▶ [Aim of the exercise]: What is needed is an exact copy of the entries below, from the line that contains "Where can the crumpled" through the final line, both included, and nothing else.

[Region pointing data]
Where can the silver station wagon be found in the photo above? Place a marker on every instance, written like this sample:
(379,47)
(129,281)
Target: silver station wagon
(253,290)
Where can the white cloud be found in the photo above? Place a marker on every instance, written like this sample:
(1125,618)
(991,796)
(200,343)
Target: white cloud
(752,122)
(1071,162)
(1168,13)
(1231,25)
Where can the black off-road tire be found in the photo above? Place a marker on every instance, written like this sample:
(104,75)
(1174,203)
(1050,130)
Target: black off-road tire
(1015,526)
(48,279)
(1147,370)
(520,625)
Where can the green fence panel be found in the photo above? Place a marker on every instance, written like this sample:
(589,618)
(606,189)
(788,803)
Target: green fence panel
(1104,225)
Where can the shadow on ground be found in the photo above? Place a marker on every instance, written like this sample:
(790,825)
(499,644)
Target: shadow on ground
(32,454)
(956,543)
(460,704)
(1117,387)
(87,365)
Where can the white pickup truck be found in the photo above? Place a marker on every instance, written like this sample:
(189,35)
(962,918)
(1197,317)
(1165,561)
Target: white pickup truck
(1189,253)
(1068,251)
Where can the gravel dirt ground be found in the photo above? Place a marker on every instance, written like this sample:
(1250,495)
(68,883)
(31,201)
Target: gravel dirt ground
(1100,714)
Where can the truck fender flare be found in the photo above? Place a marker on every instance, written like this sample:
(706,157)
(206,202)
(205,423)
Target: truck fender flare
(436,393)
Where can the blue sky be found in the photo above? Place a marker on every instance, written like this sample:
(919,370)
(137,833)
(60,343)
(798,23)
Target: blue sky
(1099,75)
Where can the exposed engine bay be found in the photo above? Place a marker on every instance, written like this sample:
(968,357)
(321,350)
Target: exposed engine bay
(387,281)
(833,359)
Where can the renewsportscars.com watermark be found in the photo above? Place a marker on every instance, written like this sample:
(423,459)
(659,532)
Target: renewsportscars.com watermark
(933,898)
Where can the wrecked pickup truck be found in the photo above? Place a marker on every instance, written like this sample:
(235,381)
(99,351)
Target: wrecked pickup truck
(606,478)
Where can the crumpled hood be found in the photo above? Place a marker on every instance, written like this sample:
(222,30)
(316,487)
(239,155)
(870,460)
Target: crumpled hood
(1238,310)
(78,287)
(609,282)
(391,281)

▶ [Output of the task]:
Where can the crumpled hood be found in the photo above? Place a marker on every instance, written like this sample:
(222,30)
(316,487)
(239,155)
(870,460)
Target: crumpled hood
(1238,310)
(78,287)
(609,282)
(391,281)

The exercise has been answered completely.